My and Paul Krugman’s comments on Ken Rogoff’s FT piece have generated an interesting
discussion, including another piece from Ken Rogoff, a further response from Paul Krugman, and posts from Brad DeLong, Ryan Avent in the Economist, Matthew Klein, John McHale (follow-up here), Nick Rowe and Tony Yates. The discussion centred on the UK,
but it is more general than that: a similar thought experiment is if China
sells its US government debt. Paul Krugman has promised more, so this may be the equivalent of one of those annoying people in a seminar audience who try and predict with questions what the speaker will say.
The track I want to pursue starts from my argument
that Quantitative Easing (QE) will ensure that the UK government never runs out
of money with which to pay the bills. The obvious response, which Paul
Krugman’s comment took up, is that a market reaction
against UK government debt might be accompanied by a reaction against the UK’s
currency, leading to a ‘sterling crisis’. For those with a long memory of UK
macro history, would this be 1976 all over again?
Ken Rogoff’s original article, and his reply, both focus on the
trigger for these events being a collapse in the Euro. While such risks should
be taken seriously (although, for the record, I have never thought such a break up was the likely
outcome), I want to ignore this possibility here, simply because it introduces too
many complicating issues. Instead I just want to look at a much more limited
scenario. Specifically, suppose Labour had not lost the election, and austerity
had been delayed (by more than Ken Rogoff would have thought wise, bearing in
mind that he agrees that government ‘investment’ in its
widest sense was in fact cut too aggressively). Suppose further that markets
had decided that because of this alone
it was no longer wise to buy UK debt. QE fills the gap, but the flight from UK
debt is also a flight from sterling, which depreciates as a result. If the
market believes the government is not solvent, it will assume some part of QE
is permanent rather than temporary, so inflation expectations rise. This
validates the fall in sterling, in the sense that the market does not see any
capital gains to be made from its depreciation.
In this thought experiment the UK government is solvent before
the crisis, so other things being equal QE will be temporary. We are not talking about a strategy of inflating away
the debt. There are two directions we could follow at this point. One would be
the idea that a depreciation makes
the UK government insolvent: in other words the crisis is self-fulfilling. The
analogy is with a funding crisis under a fixed exchange rate, where by pushing
up the interest rate on debt, markets can induce the insolvency they fear. (The
government was not insolvent under pre-crisis interest rates, but is insolvent
if it has to borrow at post-crisis rates.) But its not clear how this would
work when exchange rates are flexible. The depreciation would do nothing to
raise current or future borrowing costs, or reduce the long term tax base. At
some stage markets would realise their mistake. I cannot see why there are
multiple equilibria here, but maybe that is a failure of my imagination.
The second direction is to focus on the short run costs of the
nominal depreciation. Some of those who commented on my original post talked
about a ‘downward spiral’ in sterling. Now of course the depreciation itself
may raise inflation to some extent, but this is not an unstable process. At
some point sterling falls to a point where the market now thinks it is OK to
hold. There is no bottomless pit.

> WRITTEN TASK:
Print the section of the sterling crisis text above, starting at "The track I" and ending at "all over again?", reproducing it word for word.

> DATA SUPPLIED:
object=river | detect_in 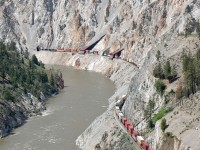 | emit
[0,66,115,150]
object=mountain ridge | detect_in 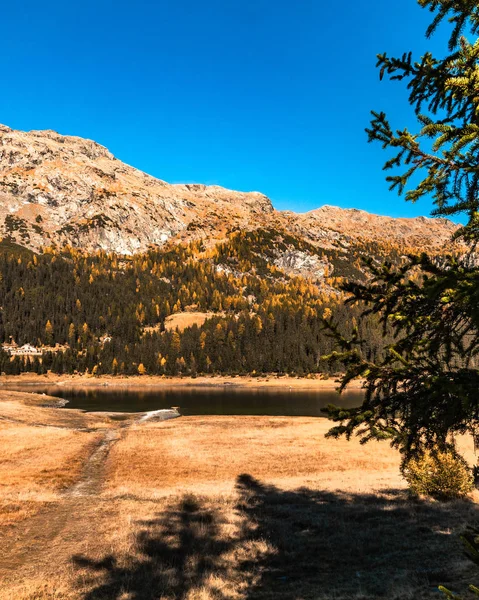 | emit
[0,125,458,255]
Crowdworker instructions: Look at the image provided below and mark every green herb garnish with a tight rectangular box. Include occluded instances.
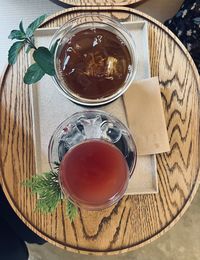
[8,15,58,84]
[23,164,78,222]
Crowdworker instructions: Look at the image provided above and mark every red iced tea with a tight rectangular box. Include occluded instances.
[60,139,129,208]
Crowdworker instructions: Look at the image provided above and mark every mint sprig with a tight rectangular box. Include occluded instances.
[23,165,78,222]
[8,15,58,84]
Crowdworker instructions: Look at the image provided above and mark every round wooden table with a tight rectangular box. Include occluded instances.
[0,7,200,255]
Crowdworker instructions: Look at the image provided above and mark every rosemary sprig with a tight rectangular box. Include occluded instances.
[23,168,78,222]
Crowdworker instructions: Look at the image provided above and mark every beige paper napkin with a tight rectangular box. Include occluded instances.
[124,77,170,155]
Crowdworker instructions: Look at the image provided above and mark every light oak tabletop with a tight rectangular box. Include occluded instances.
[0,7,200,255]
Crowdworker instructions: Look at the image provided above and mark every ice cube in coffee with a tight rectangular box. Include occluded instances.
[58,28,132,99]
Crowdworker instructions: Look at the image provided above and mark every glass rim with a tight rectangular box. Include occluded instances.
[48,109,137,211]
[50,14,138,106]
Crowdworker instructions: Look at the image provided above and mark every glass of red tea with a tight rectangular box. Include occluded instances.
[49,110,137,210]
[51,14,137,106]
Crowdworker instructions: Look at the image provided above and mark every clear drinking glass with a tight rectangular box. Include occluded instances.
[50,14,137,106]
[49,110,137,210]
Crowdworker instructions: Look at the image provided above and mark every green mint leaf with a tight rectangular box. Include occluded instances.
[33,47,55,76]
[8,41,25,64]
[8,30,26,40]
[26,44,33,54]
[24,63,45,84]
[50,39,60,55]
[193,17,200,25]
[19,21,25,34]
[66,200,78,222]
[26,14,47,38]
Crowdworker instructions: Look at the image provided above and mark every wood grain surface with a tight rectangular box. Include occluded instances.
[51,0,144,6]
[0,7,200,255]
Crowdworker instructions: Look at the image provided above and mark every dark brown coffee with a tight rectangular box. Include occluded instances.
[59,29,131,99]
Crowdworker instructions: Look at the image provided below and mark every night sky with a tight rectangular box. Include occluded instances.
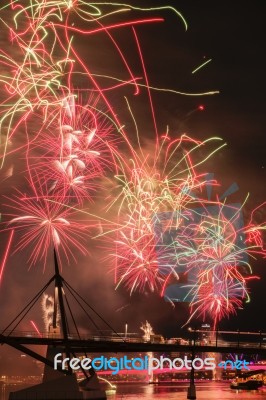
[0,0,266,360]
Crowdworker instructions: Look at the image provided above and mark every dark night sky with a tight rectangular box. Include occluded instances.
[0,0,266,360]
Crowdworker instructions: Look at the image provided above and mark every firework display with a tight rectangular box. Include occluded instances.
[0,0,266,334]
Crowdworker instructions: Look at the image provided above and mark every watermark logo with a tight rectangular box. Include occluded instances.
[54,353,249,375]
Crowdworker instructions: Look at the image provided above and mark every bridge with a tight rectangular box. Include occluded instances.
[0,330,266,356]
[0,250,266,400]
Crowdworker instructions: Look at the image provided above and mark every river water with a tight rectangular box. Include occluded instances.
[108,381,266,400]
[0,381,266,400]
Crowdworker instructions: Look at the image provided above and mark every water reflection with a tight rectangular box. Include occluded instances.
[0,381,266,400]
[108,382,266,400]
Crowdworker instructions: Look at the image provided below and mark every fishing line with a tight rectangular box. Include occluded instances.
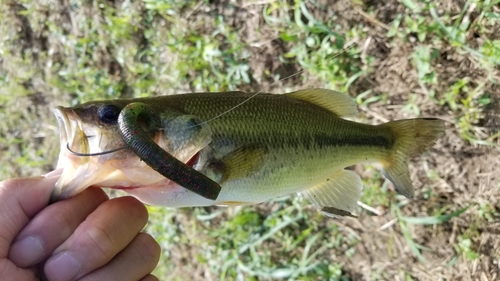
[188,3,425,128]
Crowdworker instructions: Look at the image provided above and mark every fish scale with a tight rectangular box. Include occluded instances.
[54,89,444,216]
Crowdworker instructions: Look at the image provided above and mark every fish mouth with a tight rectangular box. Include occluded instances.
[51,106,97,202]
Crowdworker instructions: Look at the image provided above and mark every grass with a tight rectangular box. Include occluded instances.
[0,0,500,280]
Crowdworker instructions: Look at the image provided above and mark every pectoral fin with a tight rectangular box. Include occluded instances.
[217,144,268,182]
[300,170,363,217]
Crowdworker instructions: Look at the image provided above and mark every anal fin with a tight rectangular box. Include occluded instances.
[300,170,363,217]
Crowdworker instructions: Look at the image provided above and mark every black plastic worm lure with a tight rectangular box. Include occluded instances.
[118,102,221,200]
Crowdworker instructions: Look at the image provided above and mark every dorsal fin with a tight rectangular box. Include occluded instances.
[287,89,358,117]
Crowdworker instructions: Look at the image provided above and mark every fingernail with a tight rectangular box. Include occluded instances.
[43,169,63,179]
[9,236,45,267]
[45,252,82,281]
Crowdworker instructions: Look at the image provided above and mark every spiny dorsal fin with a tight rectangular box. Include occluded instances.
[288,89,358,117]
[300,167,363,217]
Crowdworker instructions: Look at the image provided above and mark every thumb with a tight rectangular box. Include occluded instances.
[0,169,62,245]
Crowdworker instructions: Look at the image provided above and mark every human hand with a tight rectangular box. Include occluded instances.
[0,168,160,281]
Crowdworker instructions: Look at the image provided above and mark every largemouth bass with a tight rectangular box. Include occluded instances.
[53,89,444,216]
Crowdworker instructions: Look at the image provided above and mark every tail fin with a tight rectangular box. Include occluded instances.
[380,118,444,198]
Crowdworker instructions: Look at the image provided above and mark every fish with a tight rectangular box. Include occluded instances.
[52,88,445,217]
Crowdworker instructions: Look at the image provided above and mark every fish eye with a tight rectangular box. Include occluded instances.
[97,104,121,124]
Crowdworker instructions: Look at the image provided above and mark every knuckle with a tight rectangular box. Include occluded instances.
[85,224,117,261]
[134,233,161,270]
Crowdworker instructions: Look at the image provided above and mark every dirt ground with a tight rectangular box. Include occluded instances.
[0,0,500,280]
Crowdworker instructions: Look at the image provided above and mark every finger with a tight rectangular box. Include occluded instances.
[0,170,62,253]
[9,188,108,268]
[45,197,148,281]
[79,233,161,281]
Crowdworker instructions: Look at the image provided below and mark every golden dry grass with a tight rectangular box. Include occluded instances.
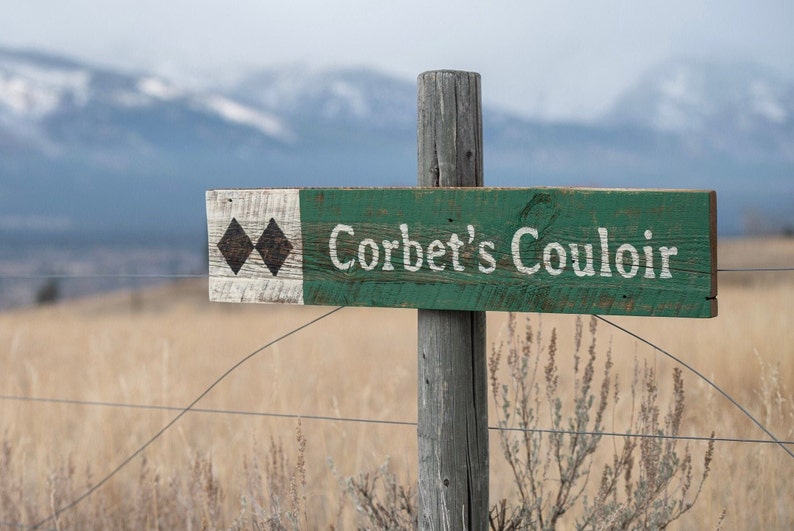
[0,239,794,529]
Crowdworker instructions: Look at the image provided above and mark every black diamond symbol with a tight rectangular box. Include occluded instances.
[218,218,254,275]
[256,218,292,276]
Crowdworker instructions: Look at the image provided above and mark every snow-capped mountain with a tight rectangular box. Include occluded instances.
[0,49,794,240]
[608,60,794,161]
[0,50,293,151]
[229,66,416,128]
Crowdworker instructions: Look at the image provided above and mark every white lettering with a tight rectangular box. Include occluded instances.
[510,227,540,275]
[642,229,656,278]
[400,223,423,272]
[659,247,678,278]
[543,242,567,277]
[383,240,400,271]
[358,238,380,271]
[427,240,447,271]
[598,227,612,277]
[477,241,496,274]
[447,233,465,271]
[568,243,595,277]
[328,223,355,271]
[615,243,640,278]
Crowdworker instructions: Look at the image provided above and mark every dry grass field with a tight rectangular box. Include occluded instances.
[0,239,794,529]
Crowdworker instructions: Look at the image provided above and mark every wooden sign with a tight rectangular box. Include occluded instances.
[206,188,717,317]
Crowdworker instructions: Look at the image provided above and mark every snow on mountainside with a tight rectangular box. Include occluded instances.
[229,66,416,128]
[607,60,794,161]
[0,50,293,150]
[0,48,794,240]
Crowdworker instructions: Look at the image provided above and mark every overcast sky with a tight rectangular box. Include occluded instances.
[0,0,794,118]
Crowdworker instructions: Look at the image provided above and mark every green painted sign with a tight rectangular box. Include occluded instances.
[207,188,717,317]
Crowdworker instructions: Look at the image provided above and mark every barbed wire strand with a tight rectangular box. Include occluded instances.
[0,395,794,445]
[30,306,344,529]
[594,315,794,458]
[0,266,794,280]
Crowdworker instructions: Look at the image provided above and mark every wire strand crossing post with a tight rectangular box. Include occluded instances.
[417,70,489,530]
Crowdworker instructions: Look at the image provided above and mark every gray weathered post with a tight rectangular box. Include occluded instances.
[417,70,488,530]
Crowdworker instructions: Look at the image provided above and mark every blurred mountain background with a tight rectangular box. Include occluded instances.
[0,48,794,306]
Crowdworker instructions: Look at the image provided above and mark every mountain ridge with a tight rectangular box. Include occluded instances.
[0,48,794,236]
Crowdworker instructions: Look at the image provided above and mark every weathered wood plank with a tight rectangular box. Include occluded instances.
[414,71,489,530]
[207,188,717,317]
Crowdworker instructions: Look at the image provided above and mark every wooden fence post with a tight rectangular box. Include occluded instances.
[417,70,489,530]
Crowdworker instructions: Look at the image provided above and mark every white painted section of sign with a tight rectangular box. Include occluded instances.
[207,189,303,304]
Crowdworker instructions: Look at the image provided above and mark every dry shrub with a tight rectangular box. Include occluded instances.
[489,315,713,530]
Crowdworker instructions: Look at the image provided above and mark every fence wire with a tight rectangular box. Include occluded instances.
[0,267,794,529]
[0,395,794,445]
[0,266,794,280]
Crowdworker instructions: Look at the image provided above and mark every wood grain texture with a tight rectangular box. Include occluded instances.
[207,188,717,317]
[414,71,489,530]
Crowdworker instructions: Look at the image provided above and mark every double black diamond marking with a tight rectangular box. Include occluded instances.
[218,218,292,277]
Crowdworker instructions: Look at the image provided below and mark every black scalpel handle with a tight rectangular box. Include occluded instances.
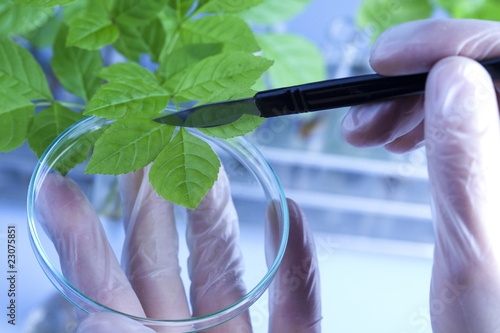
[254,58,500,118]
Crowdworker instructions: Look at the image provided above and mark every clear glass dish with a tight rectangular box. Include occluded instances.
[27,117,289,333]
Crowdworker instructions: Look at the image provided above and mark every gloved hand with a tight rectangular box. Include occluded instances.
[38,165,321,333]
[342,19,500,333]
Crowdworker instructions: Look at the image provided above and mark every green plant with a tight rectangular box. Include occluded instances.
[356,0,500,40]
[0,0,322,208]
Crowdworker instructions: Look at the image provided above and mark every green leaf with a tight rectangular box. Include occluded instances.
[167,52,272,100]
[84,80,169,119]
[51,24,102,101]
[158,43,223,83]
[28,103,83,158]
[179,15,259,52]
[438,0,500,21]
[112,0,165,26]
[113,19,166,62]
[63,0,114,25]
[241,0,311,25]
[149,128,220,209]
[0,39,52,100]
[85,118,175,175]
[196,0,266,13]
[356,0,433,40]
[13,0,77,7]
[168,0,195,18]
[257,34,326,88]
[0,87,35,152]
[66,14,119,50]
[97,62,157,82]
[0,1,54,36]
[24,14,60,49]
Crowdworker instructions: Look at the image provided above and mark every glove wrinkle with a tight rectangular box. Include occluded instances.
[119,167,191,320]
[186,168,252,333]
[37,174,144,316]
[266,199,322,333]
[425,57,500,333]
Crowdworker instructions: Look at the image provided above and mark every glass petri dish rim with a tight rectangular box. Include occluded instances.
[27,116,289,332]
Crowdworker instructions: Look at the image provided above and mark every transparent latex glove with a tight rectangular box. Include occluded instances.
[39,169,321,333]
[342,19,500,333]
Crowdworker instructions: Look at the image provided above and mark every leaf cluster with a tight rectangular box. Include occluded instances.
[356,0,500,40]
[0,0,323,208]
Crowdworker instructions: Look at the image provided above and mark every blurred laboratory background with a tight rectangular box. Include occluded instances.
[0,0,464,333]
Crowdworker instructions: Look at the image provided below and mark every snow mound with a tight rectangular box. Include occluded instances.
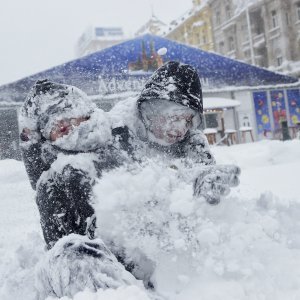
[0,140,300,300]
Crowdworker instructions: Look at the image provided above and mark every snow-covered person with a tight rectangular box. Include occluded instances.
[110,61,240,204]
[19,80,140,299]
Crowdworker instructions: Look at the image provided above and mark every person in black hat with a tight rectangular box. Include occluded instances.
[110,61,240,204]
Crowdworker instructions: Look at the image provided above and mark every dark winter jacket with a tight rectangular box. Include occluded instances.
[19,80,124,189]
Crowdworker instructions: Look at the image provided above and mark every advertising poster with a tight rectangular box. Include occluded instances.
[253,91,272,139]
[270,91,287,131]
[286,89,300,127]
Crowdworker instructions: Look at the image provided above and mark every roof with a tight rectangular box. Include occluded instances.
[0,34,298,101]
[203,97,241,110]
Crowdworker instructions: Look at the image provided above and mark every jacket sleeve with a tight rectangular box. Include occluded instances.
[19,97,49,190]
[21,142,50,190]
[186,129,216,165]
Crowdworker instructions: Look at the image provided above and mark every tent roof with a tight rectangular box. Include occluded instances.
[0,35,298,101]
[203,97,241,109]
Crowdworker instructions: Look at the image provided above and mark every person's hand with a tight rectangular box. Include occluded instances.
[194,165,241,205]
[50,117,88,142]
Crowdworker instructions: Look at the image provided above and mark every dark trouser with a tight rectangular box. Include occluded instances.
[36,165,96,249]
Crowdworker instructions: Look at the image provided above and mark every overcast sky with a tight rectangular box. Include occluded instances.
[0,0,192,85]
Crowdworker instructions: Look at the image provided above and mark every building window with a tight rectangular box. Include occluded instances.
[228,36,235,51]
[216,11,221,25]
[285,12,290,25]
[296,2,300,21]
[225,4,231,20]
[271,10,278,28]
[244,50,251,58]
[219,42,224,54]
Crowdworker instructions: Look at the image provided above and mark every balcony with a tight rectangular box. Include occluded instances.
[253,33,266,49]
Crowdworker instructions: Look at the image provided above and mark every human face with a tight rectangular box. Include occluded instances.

> RESPONSE:
The track I want to pursue starts from my argument
that Quantitative Easing (QE) will ensure that the UK government never runs out
of money with which to pay the bills. The obvious response, which Paul
Krugman’s comment took up, is that a market reaction
against UK government debt might be accompanied by a reaction against the UK’s
currency, leading to a ‘sterling crisis’. For those with a long memory of UK
macro history, would this be 1976 all over again?